[Direction] Retype the records that come next, word for word.

***** Task input *****

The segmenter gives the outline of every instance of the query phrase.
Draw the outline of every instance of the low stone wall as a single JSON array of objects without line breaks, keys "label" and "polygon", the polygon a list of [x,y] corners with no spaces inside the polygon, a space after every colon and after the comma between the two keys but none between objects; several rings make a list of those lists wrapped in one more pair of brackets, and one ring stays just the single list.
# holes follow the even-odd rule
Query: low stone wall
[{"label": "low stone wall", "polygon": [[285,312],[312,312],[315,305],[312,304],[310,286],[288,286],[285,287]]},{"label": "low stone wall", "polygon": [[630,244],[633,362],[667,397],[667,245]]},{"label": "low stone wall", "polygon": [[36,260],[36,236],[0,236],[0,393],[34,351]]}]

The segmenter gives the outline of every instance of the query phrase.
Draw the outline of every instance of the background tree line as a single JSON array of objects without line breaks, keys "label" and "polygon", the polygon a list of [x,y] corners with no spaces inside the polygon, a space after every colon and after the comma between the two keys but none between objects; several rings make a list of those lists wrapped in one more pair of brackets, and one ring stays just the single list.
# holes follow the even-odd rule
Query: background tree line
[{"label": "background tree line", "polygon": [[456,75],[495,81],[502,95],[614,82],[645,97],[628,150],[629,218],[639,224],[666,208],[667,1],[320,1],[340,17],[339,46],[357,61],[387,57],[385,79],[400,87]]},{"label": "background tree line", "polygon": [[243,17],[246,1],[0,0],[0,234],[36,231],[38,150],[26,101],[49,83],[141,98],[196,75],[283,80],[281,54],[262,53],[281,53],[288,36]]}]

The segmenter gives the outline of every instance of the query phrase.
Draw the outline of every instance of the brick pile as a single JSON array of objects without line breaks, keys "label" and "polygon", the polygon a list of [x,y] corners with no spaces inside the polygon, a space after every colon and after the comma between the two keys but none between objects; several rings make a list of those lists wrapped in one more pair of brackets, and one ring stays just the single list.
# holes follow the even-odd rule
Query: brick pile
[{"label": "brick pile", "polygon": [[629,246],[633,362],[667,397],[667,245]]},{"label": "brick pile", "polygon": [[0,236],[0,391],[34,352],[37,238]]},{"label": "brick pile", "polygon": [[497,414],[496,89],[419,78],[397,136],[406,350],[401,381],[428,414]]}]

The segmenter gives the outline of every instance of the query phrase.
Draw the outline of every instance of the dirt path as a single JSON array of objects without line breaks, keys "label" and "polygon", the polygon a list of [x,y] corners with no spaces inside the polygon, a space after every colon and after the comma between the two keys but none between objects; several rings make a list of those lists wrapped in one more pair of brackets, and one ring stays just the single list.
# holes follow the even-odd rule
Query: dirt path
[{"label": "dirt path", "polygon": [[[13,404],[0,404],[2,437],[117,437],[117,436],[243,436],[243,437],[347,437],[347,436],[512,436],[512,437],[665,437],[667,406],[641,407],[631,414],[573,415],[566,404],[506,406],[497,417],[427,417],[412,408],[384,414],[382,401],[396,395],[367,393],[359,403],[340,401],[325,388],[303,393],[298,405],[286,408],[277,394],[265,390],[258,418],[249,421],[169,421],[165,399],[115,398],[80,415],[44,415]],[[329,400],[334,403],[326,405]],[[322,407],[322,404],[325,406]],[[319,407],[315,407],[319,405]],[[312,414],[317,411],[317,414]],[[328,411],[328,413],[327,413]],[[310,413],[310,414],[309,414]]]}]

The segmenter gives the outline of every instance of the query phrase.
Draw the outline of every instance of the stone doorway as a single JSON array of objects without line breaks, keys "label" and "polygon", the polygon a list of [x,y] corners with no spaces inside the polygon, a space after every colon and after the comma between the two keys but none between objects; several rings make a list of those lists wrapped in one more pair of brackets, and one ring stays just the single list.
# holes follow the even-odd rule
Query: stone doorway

*****

[Expected answer]
The segmenter gives the outline of every instance of the query phrase.
Draw the outline of every instance of the low stone wall as a single JSON array of objects without line breaks, keys "label" and "polygon", the polygon a list of [x,y] corners with no spaces inside the polygon, a space after every colon and after the comma between the two keys but none between objects; several rings make a list of those lists wrapped in one more pair of brackets, and one ring stays just the single list.
# holes follow the even-odd rule
Query: low stone wall
[{"label": "low stone wall", "polygon": [[285,312],[312,312],[315,305],[312,304],[310,286],[288,286],[285,287]]},{"label": "low stone wall", "polygon": [[630,244],[633,362],[667,397],[667,245]]},{"label": "low stone wall", "polygon": [[36,260],[36,236],[0,236],[0,393],[34,351]]}]

The segmenter gives the outline of every instance of the query phrase.
Draw the outline of every instance of the background tree line as a single JSON array of objects without line breaks, keys "label" and "polygon", the polygon a list of [x,y] corners with no spaces inside the polygon, a space after every colon and after the comma between the two keys but none between objects; several rings make a list of those lists wrapped in one more pair of brackets, and one ring stays just the single list.
# holes follow the even-odd rule
Query: background tree line
[{"label": "background tree line", "polygon": [[456,75],[495,81],[502,95],[614,82],[645,97],[628,150],[629,218],[639,224],[666,208],[667,1],[320,1],[340,17],[339,46],[357,61],[387,57],[385,79],[400,87]]},{"label": "background tree line", "polygon": [[243,17],[246,1],[0,0],[0,234],[36,231],[38,150],[26,101],[49,83],[141,98],[196,75],[283,80],[281,54],[262,53],[281,53],[288,36]]}]

The segmenter gives the outline of every instance of the query phrase.
Draw the outline of every instance of the brick pile as a single JSON array of objects without line breaks, keys "label" and "polygon", the polygon a list of [x,y] corners with no spaces inside the polygon, a space after every colon and after the comma between the two keys but none between objects; several rings make a list of those lists wrapped in one more pair of brackets, and one ring stays just the single list.
# holes follow the even-odd rule
Query: brick pile
[{"label": "brick pile", "polygon": [[629,246],[633,362],[667,397],[667,245]]},{"label": "brick pile", "polygon": [[0,236],[0,391],[34,352],[37,238]]},{"label": "brick pile", "polygon": [[497,414],[496,89],[419,78],[397,136],[406,350],[401,381],[428,414]]}]

The segmenter gives the outline of every instance of the query phrase.
Draw the outline of every instance of the dirt path as a single JSON array of objects without line breaks, keys "label" and "polygon", the polygon a list of [x,y] corners with no spaces inside the polygon, a space after every colon and after the comma between the two keys but none between objects; several rings make a list of those lists wrapped in one more pair of brackets, and one ring stays just the single list.
# holes follow the even-odd rule
Query: dirt path
[{"label": "dirt path", "polygon": [[[13,404],[0,404],[2,437],[117,437],[117,436],[243,436],[243,437],[347,437],[347,436],[512,436],[512,437],[665,437],[667,406],[641,407],[631,414],[573,415],[566,404],[506,406],[497,417],[427,417],[412,408],[384,414],[382,401],[396,395],[367,393],[359,403],[340,401],[325,388],[303,393],[298,405],[286,408],[277,394],[265,390],[258,418],[249,421],[169,421],[165,399],[115,398],[80,415],[44,415]],[[329,400],[334,403],[326,405]],[[322,407],[322,404],[325,406]],[[319,407],[315,407],[319,405]],[[312,414],[317,411],[317,414]],[[328,411],[328,413],[327,413]],[[310,413],[310,414],[309,414]]]}]

The segmenter gives the outline of every instance of the query phrase.
Draw the outline of every instance of the stone doorway as a single JSON array of objects without line breaks, keys "label" and "polygon", the polygon a list of [x,y] corners with no spaces inside the polygon, a space after every colon and after the comma between the two keys but none between objects; several rings make a list of those lists wrapped in one more pair of brackets, and one ring stays just the single list.
# holes follow the even-odd rule
Query: stone doorway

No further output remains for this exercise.